### Task statement
Reproduce the listing below word for word, starting at its first line and ending at the line containing "[[682, 362]]", with both of those lines included.
[begin Input for this task]
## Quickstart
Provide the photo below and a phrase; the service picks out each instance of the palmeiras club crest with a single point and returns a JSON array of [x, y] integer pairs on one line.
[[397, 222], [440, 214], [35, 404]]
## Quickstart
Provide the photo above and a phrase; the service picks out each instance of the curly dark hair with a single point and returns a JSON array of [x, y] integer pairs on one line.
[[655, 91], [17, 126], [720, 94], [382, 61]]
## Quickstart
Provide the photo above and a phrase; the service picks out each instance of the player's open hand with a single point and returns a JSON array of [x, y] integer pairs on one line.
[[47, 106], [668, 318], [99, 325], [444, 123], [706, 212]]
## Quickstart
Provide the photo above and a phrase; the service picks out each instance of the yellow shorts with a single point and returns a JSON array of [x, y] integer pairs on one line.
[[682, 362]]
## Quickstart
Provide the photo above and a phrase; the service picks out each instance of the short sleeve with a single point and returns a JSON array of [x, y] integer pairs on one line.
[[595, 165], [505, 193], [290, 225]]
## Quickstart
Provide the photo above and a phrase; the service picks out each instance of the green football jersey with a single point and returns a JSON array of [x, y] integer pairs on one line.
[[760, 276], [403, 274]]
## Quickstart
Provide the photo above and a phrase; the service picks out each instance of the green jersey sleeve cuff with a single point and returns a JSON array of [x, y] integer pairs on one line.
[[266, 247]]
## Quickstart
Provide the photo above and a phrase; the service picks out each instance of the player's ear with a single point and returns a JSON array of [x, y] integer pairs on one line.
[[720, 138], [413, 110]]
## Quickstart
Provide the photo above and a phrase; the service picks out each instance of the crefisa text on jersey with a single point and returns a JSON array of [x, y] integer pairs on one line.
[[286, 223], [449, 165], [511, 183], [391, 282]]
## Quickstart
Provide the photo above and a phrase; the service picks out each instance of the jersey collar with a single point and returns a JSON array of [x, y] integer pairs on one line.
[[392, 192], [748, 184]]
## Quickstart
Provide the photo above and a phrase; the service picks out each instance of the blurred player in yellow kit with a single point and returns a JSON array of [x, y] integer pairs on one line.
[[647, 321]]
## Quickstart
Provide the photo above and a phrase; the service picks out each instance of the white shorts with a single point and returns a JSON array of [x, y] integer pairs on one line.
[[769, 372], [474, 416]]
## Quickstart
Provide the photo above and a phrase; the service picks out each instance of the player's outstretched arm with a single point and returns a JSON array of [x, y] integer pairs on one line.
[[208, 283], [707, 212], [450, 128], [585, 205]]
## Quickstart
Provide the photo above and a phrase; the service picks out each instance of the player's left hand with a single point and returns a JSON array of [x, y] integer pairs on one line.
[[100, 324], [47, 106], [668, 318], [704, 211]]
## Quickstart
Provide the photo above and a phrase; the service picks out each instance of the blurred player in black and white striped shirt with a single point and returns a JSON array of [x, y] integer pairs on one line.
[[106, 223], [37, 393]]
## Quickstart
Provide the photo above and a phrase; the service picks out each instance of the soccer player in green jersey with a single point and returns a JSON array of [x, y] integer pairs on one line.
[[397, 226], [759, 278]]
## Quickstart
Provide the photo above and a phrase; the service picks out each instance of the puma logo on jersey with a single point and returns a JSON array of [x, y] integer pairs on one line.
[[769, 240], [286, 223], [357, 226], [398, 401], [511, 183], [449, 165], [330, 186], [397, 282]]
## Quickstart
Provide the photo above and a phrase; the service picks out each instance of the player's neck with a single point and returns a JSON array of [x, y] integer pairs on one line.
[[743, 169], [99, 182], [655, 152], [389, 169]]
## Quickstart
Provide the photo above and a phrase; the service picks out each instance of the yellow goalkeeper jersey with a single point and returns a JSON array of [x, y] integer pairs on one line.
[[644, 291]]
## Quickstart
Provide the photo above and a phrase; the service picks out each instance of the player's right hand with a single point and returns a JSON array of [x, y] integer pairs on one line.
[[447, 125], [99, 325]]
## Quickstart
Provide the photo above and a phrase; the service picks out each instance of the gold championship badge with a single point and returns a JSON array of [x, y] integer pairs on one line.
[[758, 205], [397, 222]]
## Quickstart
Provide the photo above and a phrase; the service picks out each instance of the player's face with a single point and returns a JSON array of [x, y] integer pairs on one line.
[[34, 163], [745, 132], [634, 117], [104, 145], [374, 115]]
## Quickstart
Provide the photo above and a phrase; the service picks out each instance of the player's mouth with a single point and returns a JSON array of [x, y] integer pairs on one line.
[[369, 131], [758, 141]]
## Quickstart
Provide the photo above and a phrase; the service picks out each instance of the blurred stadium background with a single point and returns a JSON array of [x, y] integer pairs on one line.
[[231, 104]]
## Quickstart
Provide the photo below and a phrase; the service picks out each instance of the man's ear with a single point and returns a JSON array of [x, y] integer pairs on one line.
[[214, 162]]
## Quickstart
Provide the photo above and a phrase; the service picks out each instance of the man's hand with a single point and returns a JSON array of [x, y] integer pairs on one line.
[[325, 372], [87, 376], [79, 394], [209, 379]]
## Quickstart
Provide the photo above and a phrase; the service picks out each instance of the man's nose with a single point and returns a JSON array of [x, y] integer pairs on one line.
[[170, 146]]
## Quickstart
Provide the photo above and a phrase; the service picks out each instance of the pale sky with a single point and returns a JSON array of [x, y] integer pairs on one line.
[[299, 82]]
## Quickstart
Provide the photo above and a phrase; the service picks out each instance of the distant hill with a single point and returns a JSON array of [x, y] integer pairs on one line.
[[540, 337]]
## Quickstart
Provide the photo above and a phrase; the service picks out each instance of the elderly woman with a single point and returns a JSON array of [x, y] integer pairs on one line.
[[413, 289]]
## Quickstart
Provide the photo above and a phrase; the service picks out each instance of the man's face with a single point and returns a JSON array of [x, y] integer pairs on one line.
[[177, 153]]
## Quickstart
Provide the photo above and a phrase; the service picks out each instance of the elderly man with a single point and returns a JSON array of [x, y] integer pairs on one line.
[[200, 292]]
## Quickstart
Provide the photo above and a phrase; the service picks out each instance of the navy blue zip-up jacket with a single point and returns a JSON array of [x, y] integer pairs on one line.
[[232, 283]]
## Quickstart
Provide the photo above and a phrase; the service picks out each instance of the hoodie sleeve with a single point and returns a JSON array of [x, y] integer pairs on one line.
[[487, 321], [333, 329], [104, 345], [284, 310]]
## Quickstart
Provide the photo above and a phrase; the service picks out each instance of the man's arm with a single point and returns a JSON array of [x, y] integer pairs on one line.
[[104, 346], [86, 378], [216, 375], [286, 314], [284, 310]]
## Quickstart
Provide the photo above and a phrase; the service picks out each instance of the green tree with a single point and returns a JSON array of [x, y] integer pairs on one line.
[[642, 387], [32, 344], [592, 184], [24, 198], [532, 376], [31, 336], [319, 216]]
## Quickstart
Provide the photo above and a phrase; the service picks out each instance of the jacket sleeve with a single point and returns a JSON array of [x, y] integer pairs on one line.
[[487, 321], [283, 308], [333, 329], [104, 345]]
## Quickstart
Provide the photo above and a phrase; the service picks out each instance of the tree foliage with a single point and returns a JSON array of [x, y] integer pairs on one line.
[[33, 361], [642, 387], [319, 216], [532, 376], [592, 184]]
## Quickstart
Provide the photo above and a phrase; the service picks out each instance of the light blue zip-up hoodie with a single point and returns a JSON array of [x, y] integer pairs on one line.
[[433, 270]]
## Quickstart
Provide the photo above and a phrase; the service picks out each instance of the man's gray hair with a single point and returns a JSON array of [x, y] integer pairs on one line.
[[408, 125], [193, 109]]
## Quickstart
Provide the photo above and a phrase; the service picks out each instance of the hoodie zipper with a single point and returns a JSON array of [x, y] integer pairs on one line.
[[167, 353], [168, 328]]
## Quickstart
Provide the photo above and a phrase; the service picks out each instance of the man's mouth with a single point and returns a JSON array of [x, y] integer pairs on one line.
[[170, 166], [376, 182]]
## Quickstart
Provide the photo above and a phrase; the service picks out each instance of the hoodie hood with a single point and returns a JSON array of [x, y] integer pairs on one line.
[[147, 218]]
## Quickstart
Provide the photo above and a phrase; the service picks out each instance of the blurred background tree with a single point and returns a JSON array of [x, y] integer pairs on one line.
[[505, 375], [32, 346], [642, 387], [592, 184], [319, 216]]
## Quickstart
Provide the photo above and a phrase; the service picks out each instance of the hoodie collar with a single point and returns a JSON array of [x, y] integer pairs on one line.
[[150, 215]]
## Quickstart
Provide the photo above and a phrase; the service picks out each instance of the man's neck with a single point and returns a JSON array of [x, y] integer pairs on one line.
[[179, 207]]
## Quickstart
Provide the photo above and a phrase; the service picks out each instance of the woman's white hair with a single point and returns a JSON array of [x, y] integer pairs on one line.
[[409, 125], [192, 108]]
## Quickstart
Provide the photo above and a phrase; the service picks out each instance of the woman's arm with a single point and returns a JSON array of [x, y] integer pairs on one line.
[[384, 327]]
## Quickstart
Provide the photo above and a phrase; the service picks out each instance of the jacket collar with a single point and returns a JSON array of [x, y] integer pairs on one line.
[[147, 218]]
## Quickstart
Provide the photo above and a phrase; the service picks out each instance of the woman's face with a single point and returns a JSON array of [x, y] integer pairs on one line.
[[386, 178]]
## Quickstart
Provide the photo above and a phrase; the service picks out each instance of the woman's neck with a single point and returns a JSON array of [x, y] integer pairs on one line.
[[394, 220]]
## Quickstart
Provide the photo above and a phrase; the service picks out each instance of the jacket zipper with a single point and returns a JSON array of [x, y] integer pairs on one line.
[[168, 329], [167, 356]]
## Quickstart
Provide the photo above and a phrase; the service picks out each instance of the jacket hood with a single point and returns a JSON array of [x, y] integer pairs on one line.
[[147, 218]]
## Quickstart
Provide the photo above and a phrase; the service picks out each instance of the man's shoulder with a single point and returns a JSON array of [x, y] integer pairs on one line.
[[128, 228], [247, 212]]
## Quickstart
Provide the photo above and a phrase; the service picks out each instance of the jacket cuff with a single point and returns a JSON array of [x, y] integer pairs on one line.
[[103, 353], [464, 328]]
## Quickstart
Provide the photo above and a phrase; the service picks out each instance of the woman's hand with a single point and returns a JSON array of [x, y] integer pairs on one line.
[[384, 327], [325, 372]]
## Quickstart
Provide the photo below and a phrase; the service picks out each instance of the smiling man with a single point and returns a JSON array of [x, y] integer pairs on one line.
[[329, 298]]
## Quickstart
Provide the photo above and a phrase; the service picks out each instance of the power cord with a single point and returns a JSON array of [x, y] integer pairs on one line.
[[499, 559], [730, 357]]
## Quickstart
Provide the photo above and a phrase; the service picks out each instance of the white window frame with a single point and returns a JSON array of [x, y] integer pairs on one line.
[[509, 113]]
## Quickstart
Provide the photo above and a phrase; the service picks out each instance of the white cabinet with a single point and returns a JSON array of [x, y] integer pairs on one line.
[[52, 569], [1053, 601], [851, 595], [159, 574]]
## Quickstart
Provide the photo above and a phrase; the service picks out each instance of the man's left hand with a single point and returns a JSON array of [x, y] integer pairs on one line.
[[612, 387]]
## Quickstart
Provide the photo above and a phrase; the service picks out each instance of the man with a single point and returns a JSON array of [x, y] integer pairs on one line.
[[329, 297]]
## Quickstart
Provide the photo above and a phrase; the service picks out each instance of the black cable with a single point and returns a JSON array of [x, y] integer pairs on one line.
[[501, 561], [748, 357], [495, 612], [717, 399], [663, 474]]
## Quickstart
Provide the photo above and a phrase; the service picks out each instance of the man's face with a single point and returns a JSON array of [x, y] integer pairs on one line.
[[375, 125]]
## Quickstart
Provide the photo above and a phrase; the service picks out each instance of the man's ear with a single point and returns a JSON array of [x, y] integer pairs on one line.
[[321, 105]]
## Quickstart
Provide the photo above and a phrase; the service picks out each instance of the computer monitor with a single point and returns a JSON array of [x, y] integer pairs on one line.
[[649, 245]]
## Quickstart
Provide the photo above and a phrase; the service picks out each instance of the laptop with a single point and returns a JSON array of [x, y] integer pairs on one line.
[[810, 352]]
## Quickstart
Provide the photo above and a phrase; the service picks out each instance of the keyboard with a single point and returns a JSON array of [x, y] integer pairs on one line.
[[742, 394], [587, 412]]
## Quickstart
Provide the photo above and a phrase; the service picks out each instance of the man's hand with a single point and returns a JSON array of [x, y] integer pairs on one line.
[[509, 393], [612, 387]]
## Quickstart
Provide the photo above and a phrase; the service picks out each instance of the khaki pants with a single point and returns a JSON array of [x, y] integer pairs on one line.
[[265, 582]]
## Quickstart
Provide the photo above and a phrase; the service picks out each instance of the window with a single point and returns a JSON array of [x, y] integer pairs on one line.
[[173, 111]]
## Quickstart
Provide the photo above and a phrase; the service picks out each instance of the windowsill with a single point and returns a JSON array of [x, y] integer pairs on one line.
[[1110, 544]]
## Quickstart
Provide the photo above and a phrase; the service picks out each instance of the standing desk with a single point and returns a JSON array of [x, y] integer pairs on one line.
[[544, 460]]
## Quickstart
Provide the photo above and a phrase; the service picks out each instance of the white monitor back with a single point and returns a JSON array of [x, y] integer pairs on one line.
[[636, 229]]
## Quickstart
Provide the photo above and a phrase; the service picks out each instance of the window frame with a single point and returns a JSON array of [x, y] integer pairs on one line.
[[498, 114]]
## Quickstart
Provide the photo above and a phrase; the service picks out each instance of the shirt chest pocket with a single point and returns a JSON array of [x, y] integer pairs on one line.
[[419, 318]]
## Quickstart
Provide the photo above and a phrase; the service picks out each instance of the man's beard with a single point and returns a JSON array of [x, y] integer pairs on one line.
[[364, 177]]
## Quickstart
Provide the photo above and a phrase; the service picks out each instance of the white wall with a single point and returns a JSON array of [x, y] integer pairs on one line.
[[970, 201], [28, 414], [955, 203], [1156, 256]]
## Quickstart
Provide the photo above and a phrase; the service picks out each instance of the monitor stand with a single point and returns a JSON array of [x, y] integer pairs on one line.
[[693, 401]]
[end Input for this task]
### Worked answer
## Quickstart
Provide the photo below and a phrase; the service picks out each instance of the palmeiras club crest with a single point and returns a JSON array of [x, y] integer pairs on one line.
[[397, 222], [440, 214], [35, 404]]
## Quickstart
Provide the photo above and a phrase; the service picks out each instance of the curly dark hair with a single point and returns a JSON array of [x, y] integer pairs on one line.
[[655, 91], [17, 126], [720, 94], [382, 61]]
## Quickstart
Provide the photo above and a phrase; the service picks out each instance of the player's open hand with a single point and returns a JSON array of [x, y] integer pairs on one line.
[[47, 106], [668, 318], [99, 325], [444, 123], [706, 212]]
## Quickstart
Provide the photo above and a phrase; the service picks out each instance of the yellow shorts with a single point and returns a JSON array of [x, y] integer pairs on one line.
[[682, 362]]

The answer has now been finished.